UNITED STATES DISTRICT COURT WESTERN DISTRICT OF WASHINGTON AT SEATTLE
Apr 8, 2015
CASE NO. C14-1969 MJP (W.D. Wash. Apr. 8, 2015)

Opinion

CASE NO. C14-1969 MJP

04-08-2015

ROSEMARY HIBBLER, Plaintiff, v. VINCENT SEWELL, et al. Defendants.


ORDER GRANTING IN PART DEFENDANTS' MOTION TO DISMISS AND DISMISSING STATE LAW CLAIMS WITHOUT PREJUDICE

THIS MATTER comes before the Court on Defendants Vincent Sewell, Patricia Sewell, and Amelia Williams' Motion to Dismiss Plaintiff Rosemary Hibbler's claims against them with prejudice. (Dkt. No. 11.) Having reviewed the motion, and noted the absence of any opposition, the Court GRANTS Defendants' Motion to Dismiss as to Ms. Hibbler's federal trademark infringement claim. The Court declines to exercise jurisdiction over Ms. Hibbler's remaining state law claims against the moving Defendants and DISMISSES these claims without prejudice. The Court ORDERS Ms. Hibbler to show cause in writing within ten (10) days of the date of entry of this Order why the Court should not also dismiss her claims against Defendant Kenneth Moultry.
════════
Reproduce the court order's stretch from "ORDER GRANTING IN" through "Defendant Kenneth Moultry.", swapping "ten (10) days" for "fourteen (14) days".

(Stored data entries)
════════
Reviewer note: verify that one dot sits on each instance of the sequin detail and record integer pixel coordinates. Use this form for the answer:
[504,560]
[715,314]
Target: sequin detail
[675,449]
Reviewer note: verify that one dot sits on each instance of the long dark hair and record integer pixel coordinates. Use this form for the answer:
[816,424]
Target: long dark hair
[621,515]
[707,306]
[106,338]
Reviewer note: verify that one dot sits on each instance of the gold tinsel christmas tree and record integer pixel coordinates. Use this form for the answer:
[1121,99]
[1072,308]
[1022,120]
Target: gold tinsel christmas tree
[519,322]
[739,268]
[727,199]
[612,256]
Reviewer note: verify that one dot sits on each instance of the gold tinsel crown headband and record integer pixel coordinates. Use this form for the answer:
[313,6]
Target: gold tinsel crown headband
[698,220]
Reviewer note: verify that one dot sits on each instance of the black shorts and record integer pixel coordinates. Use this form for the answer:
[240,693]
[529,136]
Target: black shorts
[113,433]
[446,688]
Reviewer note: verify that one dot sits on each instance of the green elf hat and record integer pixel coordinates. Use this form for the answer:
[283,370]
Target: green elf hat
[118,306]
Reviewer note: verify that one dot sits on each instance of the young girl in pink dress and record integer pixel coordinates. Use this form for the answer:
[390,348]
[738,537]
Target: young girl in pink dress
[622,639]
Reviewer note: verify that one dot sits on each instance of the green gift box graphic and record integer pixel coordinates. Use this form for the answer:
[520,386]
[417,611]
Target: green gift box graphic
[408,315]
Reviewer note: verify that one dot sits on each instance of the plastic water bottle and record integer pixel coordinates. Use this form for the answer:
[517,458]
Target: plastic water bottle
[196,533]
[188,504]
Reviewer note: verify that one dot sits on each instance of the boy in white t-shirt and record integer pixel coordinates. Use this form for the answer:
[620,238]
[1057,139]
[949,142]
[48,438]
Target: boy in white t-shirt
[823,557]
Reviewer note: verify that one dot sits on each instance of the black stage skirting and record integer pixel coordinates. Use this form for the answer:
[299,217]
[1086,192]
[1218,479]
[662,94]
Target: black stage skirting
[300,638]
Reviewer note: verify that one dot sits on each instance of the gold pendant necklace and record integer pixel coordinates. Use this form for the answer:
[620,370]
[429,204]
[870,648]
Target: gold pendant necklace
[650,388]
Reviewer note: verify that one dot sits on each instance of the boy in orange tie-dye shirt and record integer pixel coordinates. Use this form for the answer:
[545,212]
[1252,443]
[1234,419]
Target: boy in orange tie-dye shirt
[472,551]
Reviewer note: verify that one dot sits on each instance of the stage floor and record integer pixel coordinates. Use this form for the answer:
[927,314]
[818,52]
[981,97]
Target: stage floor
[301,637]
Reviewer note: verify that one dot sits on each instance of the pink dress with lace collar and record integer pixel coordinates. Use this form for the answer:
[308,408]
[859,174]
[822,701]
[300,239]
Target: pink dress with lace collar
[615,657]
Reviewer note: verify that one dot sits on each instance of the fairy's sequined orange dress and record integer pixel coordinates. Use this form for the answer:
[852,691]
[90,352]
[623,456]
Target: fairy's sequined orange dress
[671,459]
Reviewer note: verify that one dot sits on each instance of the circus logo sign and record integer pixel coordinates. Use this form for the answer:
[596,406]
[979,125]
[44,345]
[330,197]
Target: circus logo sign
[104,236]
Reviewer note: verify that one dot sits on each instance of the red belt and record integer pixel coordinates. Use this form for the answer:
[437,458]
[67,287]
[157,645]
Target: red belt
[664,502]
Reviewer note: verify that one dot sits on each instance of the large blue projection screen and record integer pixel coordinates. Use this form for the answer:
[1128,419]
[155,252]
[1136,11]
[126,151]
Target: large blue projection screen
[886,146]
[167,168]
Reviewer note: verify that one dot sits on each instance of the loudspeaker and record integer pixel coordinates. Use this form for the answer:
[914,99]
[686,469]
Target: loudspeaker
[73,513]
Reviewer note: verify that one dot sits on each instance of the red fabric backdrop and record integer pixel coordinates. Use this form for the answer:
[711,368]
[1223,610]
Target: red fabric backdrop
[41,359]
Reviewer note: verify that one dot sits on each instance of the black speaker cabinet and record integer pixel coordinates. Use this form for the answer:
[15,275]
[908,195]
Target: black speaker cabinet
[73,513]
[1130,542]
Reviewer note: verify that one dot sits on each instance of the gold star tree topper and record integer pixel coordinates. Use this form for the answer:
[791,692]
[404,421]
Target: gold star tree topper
════════
> [ANSWER]
ORDER GRANTING IN PART DEFENDANTS' MOTION TO DISMISS AND DISMISSING STATE LAW CLAIMS WITHOUT PREJUDICE

THIS MATTER comes before the Court on Defendants Vincent Sewell, Patricia Sewell, and Amelia Williams' Motion to Dismiss Plaintiff Rosemary Hibbler's claims against them with prejudice. (Dkt. No. 11.) Having reviewed the motion, and noted the absence of any opposition, the Court GRANTS Defendants' Motion to Dismiss as to Ms. Hibbler's federal trademark infringement claim. The Court declines to exercise jurisdiction over Ms. Hibbler's remaining state law claims against the moving Defendants and DISMISSES these claims without prejudice. The Court ORDERS Ms. Hibbler to show cause in writing within fourteen (14) days of the date of entry of this Order why the Court should not also dismiss her claims against Defendant Kenneth Moultry.